╔══
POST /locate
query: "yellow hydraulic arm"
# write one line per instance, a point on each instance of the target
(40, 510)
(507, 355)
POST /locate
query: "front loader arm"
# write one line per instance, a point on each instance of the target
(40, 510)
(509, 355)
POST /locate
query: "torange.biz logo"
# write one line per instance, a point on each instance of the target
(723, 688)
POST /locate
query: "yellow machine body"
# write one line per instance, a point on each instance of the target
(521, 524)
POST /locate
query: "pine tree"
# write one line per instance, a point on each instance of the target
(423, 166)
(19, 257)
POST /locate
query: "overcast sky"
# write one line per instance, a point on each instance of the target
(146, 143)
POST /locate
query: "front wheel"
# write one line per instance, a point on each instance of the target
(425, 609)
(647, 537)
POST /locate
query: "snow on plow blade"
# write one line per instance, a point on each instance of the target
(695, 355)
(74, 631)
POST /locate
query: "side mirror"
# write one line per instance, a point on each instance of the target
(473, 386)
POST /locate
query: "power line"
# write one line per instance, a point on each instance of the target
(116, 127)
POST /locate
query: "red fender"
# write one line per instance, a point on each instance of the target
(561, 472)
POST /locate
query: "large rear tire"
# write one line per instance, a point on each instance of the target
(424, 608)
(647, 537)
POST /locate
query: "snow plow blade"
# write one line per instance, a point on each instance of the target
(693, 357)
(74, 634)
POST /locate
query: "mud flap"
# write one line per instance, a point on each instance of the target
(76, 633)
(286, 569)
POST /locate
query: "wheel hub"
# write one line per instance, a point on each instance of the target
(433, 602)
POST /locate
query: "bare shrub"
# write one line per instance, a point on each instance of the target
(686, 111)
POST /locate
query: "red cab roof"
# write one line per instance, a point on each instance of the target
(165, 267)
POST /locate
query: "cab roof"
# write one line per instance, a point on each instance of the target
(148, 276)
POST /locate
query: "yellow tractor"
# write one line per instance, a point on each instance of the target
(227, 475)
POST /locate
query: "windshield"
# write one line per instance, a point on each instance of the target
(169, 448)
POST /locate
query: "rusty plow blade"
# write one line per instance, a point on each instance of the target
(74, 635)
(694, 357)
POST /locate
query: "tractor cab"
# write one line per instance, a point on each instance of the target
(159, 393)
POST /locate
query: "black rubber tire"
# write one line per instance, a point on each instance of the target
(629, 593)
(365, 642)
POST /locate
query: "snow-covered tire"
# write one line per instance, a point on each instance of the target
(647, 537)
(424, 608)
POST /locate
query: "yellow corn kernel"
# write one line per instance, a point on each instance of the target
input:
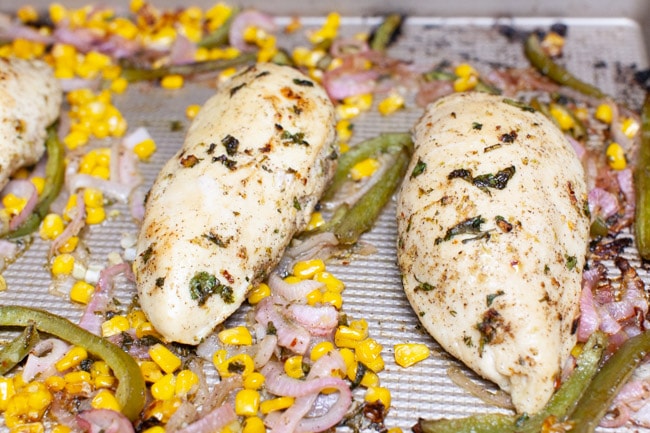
(247, 402)
(253, 424)
(151, 371)
(465, 70)
(630, 127)
(105, 399)
(376, 394)
(314, 297)
(186, 381)
(62, 264)
(254, 380)
(616, 156)
(315, 221)
(258, 293)
(408, 354)
(172, 82)
(320, 349)
(293, 367)
(72, 358)
(93, 197)
(332, 283)
(81, 292)
(145, 149)
(51, 227)
(280, 403)
(308, 268)
(239, 335)
(368, 352)
(363, 169)
(369, 379)
(344, 130)
(390, 104)
(333, 298)
(95, 215)
(241, 364)
(164, 388)
(604, 113)
(464, 84)
(562, 117)
(165, 358)
(115, 325)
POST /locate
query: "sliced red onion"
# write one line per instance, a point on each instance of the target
(290, 335)
(213, 421)
(104, 421)
(244, 20)
(43, 357)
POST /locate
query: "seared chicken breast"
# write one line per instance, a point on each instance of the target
(254, 164)
(493, 233)
(30, 101)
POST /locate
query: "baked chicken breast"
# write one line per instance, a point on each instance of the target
(254, 164)
(493, 234)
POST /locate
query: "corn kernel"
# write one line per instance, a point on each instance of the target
(145, 149)
(254, 380)
(239, 335)
(333, 298)
(247, 402)
(72, 358)
(616, 156)
(51, 227)
(321, 349)
(81, 292)
(390, 104)
(293, 367)
(164, 388)
(165, 358)
(280, 403)
(258, 293)
(253, 424)
(105, 399)
(363, 169)
(376, 394)
(115, 325)
(409, 354)
(604, 113)
(62, 264)
(186, 381)
(172, 82)
(308, 268)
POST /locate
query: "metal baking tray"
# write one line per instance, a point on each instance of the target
(615, 41)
╚══
:: Work to do ::
Write out all the entries exactly, except for the pictures.

:: Solution for this task ::
POST /locate
query: "yellow hydraulic arm"
# write one line per instance, a point on each instance of the target
(40, 510)
(507, 355)
POST /locate
query: "front loader arm"
# write one line per instance, a point on each instance of the target
(40, 510)
(509, 355)
POST /locate
query: "torange.biz logo"
# write one line per instance, a point on each instance of the target
(723, 688)
POST /locate
query: "yellow machine body"
# write one line per instance, a point on each instance of the target
(521, 524)
POST /locate
query: "pine tree"
# write one line per instance, a point on each instance of the target
(423, 166)
(19, 257)
POST /locate
query: "overcast sky"
# write one line per instance, a point on each instance of the target
(146, 143)
POST /locate
query: "front wheel"
# write one line per instance, a point on each instance of the target
(425, 609)
(647, 537)
POST /locate
query: "snow on plow blade"
# write one line per instance, a point on each instance of the target
(695, 355)
(74, 631)
POST /locate
query: "side mirror"
# write one line per instance, a point on each instance of the target
(473, 386)
POST /locate
query: "power line"
# write one line per instance, a point on each instance of the target
(116, 127)
POST /locate
query: "red fender"
# write one line per instance, a point on each instance of the target
(561, 472)
POST /locate
query: "large rear tire"
# write one line per instance, a point on each instance of the target
(424, 608)
(647, 537)
POST /locate
query: "snow plow blade"
# write one line per instance, a point on each instance of the target
(693, 357)
(74, 634)
POST /locate
query: "mud flap"
# write one line per instance, a point on each instance of the target
(76, 633)
(286, 569)
POST /locate
query: "wheel hub"
# write one line per instance, a point on each instance of the target
(433, 602)
POST /locate
query: "bare shrub"
# write one line per instance, a point on each instance of the target
(686, 111)
POST /locate
query: "red cab roof"
# write one line per instance, a point on each instance of the target
(165, 267)
POST /locate
query: "cab roof"
# write one line per instance, a point on each instance of the target
(148, 276)
POST /locate
query: "yellow tractor"
# write one line per instance, a point on each instance of the target
(227, 475)
POST /locate
query: "windshield"
# write one line per instance, a point on each instance of the target
(169, 448)
POST /locate
query: "rusty plow blade"
# write one line per instance, a point on each instance of the target
(74, 635)
(694, 357)
POST /locate
query: "tractor cab"
# write one line per instance, a point on each instance of the target
(159, 393)
POST /locate
query: "black rubber tire"
# write one line per instance, a point on each instance of the target
(629, 593)
(365, 642)
POST /locate
query: "snow-covered tire"
# write one line per instance, a point on each instance of the target
(647, 537)
(424, 608)
POST /locate
query: "yellow corn kernel"
# write one line per instance, a point on each instance of the target
input:
(247, 402)
(253, 424)
(151, 371)
(465, 70)
(630, 127)
(105, 399)
(376, 394)
(314, 297)
(186, 381)
(62, 264)
(254, 380)
(616, 156)
(315, 221)
(258, 293)
(408, 354)
(172, 82)
(320, 349)
(293, 367)
(72, 358)
(93, 197)
(332, 283)
(81, 292)
(145, 149)
(51, 227)
(280, 403)
(308, 268)
(239, 335)
(368, 352)
(363, 169)
(369, 379)
(344, 130)
(390, 104)
(333, 298)
(95, 215)
(241, 364)
(164, 388)
(604, 113)
(464, 84)
(562, 117)
(165, 358)
(115, 325)
POST /locate
query: "sliced red onion"
# write one line per instance, a point on each instance of the target
(290, 335)
(213, 421)
(104, 421)
(244, 20)
(43, 357)
POST /locate
query: "seared chicken breast"
# write one line per instance, a point on each instance of the target
(254, 164)
(493, 233)
(30, 101)
POST /locate
query: "baked chicken breast"
# write one line per instance, a point on each instance of the target
(254, 164)
(493, 234)
POST /locate
query: "corn kernel"
# write one line per instance, a point on each instance of the target
(145, 149)
(254, 380)
(239, 335)
(333, 298)
(247, 402)
(72, 358)
(616, 156)
(51, 227)
(321, 349)
(81, 292)
(390, 104)
(293, 367)
(164, 388)
(165, 358)
(280, 403)
(258, 293)
(253, 424)
(105, 399)
(363, 169)
(376, 394)
(115, 325)
(409, 354)
(604, 113)
(62, 264)
(186, 381)
(172, 82)
(308, 268)
POST /locate
query: "metal baking tray"
# write one line per instance, a point on each instance of the target
(615, 41)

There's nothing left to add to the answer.